Given problem » Restate every line of the material, word for word.

++++ Given information ++++

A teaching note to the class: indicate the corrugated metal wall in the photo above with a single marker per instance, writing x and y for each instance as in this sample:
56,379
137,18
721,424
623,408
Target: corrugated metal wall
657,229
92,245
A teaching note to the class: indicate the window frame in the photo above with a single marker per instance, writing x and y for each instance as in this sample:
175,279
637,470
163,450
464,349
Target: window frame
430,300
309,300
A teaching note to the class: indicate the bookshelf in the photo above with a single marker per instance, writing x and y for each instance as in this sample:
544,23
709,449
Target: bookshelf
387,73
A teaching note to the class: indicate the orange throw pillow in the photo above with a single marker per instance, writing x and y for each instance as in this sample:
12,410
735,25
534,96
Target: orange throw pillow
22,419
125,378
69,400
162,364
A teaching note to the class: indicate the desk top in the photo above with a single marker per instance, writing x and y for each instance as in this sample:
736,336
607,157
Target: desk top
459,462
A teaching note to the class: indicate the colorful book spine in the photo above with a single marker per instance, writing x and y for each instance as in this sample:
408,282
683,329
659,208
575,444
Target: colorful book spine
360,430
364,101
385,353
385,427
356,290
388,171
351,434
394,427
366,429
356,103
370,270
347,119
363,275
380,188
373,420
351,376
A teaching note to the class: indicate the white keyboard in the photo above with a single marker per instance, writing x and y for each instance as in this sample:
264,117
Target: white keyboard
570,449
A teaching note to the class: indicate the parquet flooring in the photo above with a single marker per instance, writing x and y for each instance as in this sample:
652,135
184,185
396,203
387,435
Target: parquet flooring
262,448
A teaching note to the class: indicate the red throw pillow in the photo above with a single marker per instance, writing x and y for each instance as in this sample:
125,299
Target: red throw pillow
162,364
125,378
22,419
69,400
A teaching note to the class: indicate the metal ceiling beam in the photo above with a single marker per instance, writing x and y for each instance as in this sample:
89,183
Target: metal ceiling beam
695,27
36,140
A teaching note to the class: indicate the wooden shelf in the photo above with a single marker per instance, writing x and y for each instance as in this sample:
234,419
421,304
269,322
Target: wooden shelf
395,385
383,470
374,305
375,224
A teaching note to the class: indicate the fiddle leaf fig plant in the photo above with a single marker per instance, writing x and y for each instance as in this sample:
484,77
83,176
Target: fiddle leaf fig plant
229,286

++++

Task response »
A teaching note to the class: indicate the corrugated metal wall in the photo above with a single marker per instance, writing x and y for each instance as in this sample:
56,379
137,18
721,424
623,408
Target: corrugated metal wall
657,229
92,245
A teaching note to the class: indicate the window frame in the photo above with a single marker per instance, writing x and y for each instance as in this sample:
175,279
637,470
163,450
464,349
Target: window frame
430,300
309,300
A teaching note to the class: indicate the bookshelf in the photo above with a single marker per instance, writing x and y for each instance as in this sample:
544,23
709,449
Target: bookshelf
387,73
A teaching note to the class: indicate the orange throw pillow in the photo above with a single marker per instance, writing x and y for each instance as in this sample:
12,410
735,25
534,96
Target: orange throw pillow
22,419
125,378
69,400
162,364
A teaching note to the class: indicate the desk top in the photo above with a single marker per instance, writing x and y for each instance as in this sample:
736,336
607,157
Target: desk top
459,462
A teaching note to the class: indicate the colorful book spine in the photo above with a single marker per instance, writing x and y for each instance as in this sample:
408,282
683,329
659,208
575,444
Target: colorful book spine
360,430
364,101
385,353
385,427
356,290
388,171
351,434
394,427
366,429
356,103
370,270
347,119
363,275
380,188
373,420
351,376
A teaching note to the class: indicate the white keyboard in the photo above with a single marker per instance, writing x and y for each instance as in this sample:
264,117
Target: white keyboard
570,449
A teaching note to the class: indicate the parquet flooring in the photo above with a single marker per instance, writing x and y for each instance as in this sample:
652,135
184,185
396,203
387,435
Target: parquet flooring
262,448
A teaching note to the class: indicate the red throw pillow in the photo above with a single marker per instance, writing x and y for each instance as in this sample:
125,299
Target: red throw pillow
162,364
125,378
22,419
69,400
A teaching note to the class: indicate the metal ceiling beam in the photo above with a single marker per instance, writing x and y for each instance as in this sample:
89,183
Target: metal ceiling beam
695,27
36,140
A teaching note to the class: indicate the wooden shelf in the photo above with a single marker per instance, writing x and y for each instance as in this sample:
234,419
421,304
269,322
Target: wooden shelf
395,385
383,470
374,305
375,224
A teaching note to the class: indicate the fiddle leaf fig plant in the photo above with a single marker per instance, writing x and y for each instance as in this sample:
484,77
83,176
Target: fiddle leaf fig plant
229,286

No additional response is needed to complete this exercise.